— begin MATERIAL TO PROCESS —
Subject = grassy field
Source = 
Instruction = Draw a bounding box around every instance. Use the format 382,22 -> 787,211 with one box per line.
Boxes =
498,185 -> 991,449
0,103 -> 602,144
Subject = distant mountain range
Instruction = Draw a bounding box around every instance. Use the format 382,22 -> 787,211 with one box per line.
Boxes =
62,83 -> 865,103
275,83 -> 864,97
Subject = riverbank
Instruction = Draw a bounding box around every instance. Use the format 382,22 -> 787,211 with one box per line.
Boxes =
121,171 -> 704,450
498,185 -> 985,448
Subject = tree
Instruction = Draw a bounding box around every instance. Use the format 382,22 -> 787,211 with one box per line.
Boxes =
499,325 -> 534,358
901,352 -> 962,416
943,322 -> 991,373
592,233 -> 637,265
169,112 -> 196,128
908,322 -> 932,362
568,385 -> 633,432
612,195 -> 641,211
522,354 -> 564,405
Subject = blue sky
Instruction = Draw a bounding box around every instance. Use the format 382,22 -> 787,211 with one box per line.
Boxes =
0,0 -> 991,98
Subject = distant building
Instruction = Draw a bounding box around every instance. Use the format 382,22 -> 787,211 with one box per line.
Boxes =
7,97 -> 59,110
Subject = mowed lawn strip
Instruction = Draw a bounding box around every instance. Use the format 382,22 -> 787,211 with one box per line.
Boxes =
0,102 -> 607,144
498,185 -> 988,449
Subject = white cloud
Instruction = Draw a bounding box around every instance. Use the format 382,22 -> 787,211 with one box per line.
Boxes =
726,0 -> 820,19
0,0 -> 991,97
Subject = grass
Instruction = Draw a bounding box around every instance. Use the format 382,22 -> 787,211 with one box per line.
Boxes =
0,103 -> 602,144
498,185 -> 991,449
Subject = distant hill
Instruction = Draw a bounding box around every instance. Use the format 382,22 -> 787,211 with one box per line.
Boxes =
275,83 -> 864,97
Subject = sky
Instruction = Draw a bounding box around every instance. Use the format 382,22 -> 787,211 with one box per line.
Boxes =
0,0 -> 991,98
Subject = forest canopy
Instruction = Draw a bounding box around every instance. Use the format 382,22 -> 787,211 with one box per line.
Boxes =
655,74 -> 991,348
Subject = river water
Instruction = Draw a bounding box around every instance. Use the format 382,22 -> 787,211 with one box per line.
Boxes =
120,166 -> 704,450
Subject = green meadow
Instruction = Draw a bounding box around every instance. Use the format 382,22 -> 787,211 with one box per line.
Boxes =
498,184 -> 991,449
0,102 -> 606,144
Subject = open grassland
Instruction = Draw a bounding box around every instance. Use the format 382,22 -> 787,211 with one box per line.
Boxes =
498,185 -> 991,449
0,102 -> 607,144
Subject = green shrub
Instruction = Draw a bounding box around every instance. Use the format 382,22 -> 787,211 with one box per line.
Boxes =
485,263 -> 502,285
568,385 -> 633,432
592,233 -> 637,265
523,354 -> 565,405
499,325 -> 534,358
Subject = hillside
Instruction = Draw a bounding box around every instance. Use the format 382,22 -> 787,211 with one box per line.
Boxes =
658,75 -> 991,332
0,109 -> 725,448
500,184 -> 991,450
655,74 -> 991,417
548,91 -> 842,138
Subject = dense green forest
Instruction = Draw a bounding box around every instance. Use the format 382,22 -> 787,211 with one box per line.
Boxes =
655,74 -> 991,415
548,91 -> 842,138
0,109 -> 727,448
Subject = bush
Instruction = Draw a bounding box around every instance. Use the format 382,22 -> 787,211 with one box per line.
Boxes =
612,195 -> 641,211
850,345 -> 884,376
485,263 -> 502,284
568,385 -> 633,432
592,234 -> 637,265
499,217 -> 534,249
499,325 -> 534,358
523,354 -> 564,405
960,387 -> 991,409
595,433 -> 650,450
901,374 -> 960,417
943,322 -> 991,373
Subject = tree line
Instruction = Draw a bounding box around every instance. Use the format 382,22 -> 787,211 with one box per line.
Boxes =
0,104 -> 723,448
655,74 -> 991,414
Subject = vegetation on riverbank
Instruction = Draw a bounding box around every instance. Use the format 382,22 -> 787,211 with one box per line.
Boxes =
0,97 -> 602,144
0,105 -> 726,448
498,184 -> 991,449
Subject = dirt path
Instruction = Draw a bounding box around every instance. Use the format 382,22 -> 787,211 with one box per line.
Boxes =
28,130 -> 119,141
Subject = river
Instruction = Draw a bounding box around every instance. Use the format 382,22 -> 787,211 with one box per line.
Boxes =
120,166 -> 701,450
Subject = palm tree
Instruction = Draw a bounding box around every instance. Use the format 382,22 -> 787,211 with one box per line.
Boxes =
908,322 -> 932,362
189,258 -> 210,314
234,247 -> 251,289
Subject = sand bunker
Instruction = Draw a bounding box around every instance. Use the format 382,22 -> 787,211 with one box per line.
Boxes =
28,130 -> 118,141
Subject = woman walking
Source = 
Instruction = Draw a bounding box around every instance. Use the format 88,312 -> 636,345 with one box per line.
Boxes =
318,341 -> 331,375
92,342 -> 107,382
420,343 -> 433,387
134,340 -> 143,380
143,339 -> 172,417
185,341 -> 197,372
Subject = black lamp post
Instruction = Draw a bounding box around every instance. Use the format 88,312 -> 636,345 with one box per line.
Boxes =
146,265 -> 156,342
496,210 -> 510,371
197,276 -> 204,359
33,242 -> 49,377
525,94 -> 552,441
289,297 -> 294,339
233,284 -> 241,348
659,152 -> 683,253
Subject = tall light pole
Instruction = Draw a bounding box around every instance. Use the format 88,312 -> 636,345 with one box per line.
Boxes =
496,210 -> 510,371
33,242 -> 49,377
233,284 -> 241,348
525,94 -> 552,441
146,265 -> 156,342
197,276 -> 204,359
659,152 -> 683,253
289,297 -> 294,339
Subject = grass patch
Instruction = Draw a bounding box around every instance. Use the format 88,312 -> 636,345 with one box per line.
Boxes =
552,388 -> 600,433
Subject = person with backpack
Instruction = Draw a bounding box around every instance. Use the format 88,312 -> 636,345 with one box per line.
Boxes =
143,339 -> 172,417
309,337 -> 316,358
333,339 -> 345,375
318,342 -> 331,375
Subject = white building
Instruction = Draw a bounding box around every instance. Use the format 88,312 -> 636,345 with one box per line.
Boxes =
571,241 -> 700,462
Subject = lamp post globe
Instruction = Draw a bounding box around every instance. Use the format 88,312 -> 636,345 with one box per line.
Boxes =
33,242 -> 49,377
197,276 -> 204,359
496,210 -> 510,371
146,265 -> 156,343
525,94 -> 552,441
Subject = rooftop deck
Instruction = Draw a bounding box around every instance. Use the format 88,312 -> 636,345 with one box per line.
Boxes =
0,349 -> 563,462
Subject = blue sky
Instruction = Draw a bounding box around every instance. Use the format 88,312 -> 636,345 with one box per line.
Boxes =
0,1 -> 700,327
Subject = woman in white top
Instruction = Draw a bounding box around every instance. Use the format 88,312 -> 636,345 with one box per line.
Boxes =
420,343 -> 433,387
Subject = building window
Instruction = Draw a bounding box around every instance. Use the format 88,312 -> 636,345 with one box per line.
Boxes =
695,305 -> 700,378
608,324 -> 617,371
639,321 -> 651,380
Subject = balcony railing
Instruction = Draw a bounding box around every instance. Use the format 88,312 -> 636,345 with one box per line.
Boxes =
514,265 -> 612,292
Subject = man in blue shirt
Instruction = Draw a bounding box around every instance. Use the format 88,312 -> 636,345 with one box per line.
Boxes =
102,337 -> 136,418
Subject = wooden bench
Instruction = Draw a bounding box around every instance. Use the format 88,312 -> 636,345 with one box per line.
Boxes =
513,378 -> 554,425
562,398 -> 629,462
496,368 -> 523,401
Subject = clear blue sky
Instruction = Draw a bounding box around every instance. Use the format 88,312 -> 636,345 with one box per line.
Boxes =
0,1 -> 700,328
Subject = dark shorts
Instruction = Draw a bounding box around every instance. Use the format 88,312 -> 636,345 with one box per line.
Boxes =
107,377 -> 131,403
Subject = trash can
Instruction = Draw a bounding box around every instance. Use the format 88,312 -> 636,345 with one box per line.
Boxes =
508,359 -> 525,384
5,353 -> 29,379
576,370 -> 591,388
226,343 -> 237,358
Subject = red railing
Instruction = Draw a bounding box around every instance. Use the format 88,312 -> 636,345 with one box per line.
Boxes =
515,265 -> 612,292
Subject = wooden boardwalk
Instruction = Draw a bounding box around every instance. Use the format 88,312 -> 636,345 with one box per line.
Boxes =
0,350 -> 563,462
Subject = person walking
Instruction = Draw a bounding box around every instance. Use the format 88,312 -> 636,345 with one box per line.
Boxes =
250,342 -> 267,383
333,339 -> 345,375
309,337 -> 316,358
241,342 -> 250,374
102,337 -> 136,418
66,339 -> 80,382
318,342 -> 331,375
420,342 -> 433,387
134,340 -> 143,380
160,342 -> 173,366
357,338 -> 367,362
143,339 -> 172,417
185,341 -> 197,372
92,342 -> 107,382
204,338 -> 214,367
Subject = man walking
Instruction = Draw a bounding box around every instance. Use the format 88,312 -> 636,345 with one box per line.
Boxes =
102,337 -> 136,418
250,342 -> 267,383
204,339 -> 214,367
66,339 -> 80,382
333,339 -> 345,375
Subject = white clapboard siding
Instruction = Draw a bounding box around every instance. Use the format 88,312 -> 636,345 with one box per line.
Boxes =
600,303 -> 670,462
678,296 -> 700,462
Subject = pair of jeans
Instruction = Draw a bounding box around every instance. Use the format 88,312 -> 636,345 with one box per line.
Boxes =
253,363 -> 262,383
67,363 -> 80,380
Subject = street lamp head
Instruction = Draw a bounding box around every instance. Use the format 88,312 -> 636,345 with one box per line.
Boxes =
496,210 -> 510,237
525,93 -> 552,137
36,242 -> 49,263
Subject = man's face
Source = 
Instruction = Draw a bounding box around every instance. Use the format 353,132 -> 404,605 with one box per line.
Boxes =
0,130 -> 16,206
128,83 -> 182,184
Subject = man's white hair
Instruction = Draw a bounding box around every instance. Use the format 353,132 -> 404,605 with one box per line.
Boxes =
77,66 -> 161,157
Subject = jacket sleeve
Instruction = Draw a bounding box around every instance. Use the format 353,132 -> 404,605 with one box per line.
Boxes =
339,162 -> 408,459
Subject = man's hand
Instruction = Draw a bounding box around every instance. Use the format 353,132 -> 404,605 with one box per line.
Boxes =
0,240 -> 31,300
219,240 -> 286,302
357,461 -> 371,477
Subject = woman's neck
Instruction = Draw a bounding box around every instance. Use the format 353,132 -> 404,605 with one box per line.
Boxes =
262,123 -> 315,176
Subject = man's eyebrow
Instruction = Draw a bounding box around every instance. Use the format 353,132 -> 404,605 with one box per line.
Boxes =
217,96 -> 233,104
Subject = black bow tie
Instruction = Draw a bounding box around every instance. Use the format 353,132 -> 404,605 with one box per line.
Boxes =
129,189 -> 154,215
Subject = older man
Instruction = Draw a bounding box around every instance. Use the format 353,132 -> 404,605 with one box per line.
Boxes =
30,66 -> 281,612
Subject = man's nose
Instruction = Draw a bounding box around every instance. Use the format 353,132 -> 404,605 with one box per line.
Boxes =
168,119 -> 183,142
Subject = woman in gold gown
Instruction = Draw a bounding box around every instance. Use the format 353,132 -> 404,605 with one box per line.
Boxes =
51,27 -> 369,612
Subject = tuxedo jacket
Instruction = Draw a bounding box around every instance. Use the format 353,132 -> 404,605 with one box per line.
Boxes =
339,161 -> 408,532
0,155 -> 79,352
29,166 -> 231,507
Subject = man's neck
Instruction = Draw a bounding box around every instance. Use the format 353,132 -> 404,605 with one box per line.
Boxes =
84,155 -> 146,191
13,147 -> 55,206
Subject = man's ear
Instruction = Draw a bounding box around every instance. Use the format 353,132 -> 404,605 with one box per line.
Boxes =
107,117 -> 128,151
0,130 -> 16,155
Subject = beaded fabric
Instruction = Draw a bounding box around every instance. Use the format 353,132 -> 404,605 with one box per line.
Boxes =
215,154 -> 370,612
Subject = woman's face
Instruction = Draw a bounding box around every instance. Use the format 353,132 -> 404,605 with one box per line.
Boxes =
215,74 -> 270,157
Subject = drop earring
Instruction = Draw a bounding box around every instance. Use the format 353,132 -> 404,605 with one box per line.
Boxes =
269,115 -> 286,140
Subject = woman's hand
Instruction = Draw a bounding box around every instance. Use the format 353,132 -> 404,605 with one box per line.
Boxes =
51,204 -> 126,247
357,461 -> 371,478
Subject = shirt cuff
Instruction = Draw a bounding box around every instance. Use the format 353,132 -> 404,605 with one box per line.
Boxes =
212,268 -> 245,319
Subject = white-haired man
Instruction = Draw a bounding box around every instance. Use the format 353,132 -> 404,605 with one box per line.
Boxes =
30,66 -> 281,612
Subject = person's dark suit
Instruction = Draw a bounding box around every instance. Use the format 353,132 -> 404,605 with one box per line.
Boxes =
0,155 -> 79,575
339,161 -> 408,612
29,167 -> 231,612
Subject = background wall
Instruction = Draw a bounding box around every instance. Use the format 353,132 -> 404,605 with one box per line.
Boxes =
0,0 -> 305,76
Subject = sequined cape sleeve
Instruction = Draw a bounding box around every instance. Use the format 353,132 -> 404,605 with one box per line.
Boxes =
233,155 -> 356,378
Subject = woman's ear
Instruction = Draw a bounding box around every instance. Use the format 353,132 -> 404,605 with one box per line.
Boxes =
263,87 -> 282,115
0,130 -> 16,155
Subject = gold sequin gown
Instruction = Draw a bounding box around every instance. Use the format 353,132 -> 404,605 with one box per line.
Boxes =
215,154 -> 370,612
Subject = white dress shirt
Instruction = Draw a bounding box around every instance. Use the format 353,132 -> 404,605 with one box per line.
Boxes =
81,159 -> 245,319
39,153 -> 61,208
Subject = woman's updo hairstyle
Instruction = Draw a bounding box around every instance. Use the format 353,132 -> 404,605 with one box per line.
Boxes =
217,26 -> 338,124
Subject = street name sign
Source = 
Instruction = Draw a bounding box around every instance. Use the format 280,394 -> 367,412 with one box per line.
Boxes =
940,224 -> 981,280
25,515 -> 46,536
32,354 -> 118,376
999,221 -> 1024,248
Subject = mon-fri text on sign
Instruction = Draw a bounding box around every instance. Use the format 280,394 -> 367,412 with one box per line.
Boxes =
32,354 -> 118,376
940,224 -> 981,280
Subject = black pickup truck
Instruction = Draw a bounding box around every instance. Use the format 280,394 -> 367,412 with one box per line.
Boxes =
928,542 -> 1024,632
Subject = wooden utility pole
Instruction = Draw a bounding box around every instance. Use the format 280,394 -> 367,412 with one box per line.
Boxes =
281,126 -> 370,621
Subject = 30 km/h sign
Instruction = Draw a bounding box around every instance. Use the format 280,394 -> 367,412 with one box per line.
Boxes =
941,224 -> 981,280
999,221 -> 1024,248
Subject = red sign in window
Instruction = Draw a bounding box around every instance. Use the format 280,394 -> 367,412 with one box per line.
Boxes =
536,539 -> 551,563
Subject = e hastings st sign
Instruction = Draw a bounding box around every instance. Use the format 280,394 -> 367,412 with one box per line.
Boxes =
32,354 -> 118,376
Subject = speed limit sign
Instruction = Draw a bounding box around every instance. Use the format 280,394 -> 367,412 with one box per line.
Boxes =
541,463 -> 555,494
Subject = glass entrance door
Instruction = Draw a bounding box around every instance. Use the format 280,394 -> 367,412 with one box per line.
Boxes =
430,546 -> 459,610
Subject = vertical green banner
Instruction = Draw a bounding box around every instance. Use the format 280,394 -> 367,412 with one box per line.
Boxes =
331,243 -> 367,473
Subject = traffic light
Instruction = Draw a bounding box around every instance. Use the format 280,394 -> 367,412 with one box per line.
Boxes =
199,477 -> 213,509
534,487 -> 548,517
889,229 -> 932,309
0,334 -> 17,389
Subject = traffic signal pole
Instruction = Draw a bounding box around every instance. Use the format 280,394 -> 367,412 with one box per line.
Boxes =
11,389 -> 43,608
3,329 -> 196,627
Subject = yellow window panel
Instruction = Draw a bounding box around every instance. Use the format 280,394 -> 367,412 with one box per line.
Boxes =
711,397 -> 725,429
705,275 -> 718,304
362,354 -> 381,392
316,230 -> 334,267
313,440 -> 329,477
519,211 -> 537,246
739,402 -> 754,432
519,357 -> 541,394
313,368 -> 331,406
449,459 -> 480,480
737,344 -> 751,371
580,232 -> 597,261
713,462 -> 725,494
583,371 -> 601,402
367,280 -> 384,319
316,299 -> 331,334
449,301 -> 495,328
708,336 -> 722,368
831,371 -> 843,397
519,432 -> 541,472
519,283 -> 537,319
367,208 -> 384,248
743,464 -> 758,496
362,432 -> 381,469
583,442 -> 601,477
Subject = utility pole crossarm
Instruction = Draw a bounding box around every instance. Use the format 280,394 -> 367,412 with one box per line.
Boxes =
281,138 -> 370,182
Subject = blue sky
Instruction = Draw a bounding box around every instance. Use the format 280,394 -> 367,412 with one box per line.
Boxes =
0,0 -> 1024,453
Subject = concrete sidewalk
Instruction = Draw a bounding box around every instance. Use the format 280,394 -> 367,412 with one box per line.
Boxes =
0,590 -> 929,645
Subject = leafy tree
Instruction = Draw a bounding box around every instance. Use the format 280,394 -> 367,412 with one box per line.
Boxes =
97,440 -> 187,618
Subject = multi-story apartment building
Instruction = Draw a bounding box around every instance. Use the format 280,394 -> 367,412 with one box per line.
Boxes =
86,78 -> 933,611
— end MATERIAL TO PROCESS —
• **GIVEN PROBLEM**: Could you reproduce the material word for word, from its very first line up to and including the line containing "498,185 -> 985,448"?

• **WRITTEN ANSWER**:
Subject = grassy field
Source = 
Instruction = Draw a bounding box around every instance. Use the format 382,22 -> 787,211 with one box per line.
Boxes =
498,185 -> 991,449
0,103 -> 602,144
Subject = distant mountain range
Instruction = Draw a bounding box around every instance. Use the format 382,22 -> 787,211 with one box per line.
Boxes =
62,83 -> 865,103
275,83 -> 864,97
Subject = riverbank
Instruction = Draw a bounding box around every instance. Use the format 382,22 -> 787,211 with one box per line.
Boxes =
121,171 -> 704,450
498,185 -> 985,448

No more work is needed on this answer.